§ **Excerpt**
________________________

Thursday, December 30, 2010

Four Communication Tips Job Seekers Can Borrow from TV Marketers

Job seekers would do well to use techniques that major advertisers do on TV to sell their products, according to Robert J. Gerberg Jr., CEO of SET. “These things have proven successful over time, which is why they continue to use them,” Robert J. Gerberg added. SET is a personal marketing firm working with executives, professionals and managers seeking $100,000 or more. Here are four things Gerberg advises you borrow:

  1. Start with a “communication strategy.” Know ahead of time the overall way you want to present yourself, the key phrases that describe your strengths and themes you will use to emphasize how much you can contribute. Savvy marketers start this way.

  1. Know your “selling proposition.” Whether it’s beer, perfume, soap or soda, all advertisers will have one basic “selling proposition” they know they need to get across, like “tastes great, less filling.” In your case, if you had to state it in a sentence, what is the reason an employer should hire you? What benefits do you bring them? How will you contribute? Once you have a short answer, make sure everything else you say reinforces that basic message.

  1. Prepare a “30-second commercial.” When you’re asked up front in an interview to talk about yourself or explain why you’d be a good addition, don’t go on at length. Have a 30-second statement prepared that emphasizes your best achievements and the skills and strengths you can bring to the table. Then ask for feedback as to whether that comes close to what they are looking for.

  1. Have stories ready. Many commercials on TV use a simple story to make their point, whether it’s a burglar foiled by their alarm system or a woman who falls “out of love” with her old mop after using theirs. People forget lists of strengths, but they remember stories about how you used your strengths. So prepare half a dozen action-oriented stories that tell of the challenges you faced, the actions you took to get past them and the results. They build your credibility, and interviewers will remember them long after the interview ends.

Thursday, December 16, 2010

Dead Language: What Words and Terms You Shouldn't Be Using on Your Resume

Team player. Exceeds expectations. Goal oriented. Yawn.

We've seen, read and heard about all these terms a thousand times before, and we'll probably hear all of them a thousand times again. And for employers viewing hundreds of resumes day in and day out, it's a sobering thought to think how often they see certain terms over and over again.

The crew over at Lifehacker (a fantastically resourceful site with stuff about technology, everyday fixes to problems and more) recently compiled a list of words to avoid so it doesn't look like everyone else's.

The words listed were:
  • Results-oriented professional
  • Cross-functional teams
  • More than [x] years of progressively responsible experience
  • Superior (or excellent) communication skills
  • Strong work ethic
  • Met or exceeded expectations
  • Proven track record of success
  • Works well with all levels of staff
  • Team player
  • Bottom-line orientation
 Reading the list you might immediately phrases you've heard and probably use. It might be time to give your resume another once over because with more than 30 million resumes in circulation, according to job expert Bob J. Gerberg, you can't afford to be lost in the shuffle.

________________________

§ **Dataset**
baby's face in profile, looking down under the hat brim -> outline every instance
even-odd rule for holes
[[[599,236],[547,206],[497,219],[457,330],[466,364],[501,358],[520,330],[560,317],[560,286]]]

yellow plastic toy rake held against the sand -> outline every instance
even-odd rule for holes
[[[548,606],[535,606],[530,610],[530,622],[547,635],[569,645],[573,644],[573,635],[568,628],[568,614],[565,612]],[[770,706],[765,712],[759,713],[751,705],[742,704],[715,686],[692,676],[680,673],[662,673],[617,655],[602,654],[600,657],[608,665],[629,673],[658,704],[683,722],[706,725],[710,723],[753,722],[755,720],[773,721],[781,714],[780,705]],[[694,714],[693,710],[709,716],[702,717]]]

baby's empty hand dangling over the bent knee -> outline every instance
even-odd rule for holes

________________________

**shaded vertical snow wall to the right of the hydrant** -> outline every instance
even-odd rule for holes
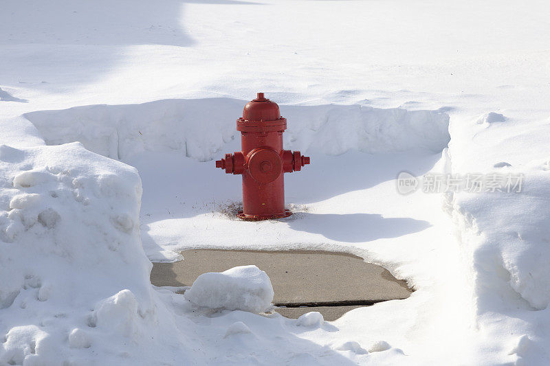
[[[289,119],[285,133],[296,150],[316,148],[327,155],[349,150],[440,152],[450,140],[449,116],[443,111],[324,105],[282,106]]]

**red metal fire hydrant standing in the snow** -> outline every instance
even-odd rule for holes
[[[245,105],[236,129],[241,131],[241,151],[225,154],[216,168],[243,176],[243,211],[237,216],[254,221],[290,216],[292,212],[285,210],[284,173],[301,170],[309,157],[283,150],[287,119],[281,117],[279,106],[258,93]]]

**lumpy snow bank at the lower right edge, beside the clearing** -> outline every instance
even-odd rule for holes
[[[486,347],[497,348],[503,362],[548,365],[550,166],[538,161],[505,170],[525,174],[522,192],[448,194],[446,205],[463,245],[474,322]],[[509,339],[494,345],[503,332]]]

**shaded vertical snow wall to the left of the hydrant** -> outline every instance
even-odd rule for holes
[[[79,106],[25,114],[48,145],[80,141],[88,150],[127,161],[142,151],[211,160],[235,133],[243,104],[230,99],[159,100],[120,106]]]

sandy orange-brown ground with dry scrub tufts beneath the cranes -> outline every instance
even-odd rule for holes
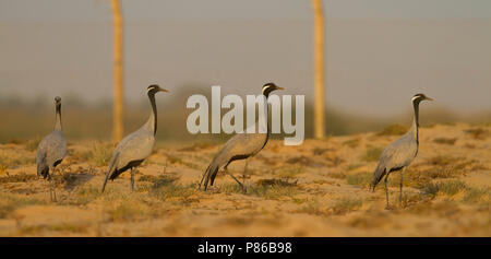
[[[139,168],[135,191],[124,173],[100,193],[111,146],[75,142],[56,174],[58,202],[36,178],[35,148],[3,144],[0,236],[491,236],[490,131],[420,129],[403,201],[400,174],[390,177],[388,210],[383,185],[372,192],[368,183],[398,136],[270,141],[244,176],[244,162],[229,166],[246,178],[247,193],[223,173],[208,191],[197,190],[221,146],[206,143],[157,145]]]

________________________

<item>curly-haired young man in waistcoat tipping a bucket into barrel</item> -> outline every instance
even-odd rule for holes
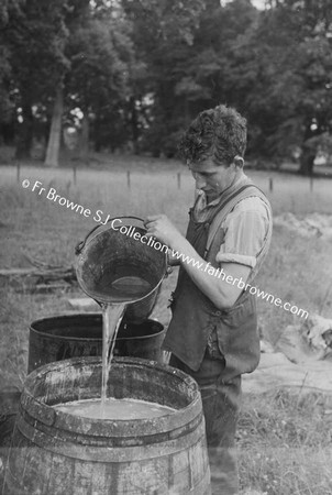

________________________

§ **What you will do**
A – Answer these questions using the job-search blog posts. Mark your answers (i), (ii) and (iii), one per line.
(i) What kinds of people does SET work with?
(ii) How long is the prepared statement Gerberg suggests for when you're asked to talk about yourself in an interview?
(iii) According to Gerberg, how many resumes are in circulation?
B – According to the job-search blog posts, why should job seekers prepare stories before an interview?
C – Rewrite the part of the job-search blog posts that opens with the words "1. Have stories" and closes with "Goal oriented. Yawn.", changing "stories" to "anecdotes" throughout.

§ **Responses in order**
A –
(i) Executives, professionals and managers seeking $100,000 or more.
(ii) 30 seconds.
(iii) More than 30 million.

B – People forget lists of strengths but remember stories about how those strengths were used. Stories also build credibility, and interviewers remember them long after the interview ends.

C –
1. Have anecdotes ready. Many commercials on TV use a simple story to make their point, whether it’s a burglar foiled by their alarm system or a woman who falls “out of love” with her old mop after using theirs. People forget lists of strengths, but they remember anecdotes about how you used your strengths. So prepare half a dozen action-oriented anecdotes that tell of the challenges you faced, the actions you took to get past them and the results. They build your credibility, and interviewers will remember them long after the interview ends.

Thursday, December 16, 2010

Dead Language: What Words and Terms You Shouldn't Be Using on Your Resume

Team player. Exceeds expectations. Goal oriented. Yawn.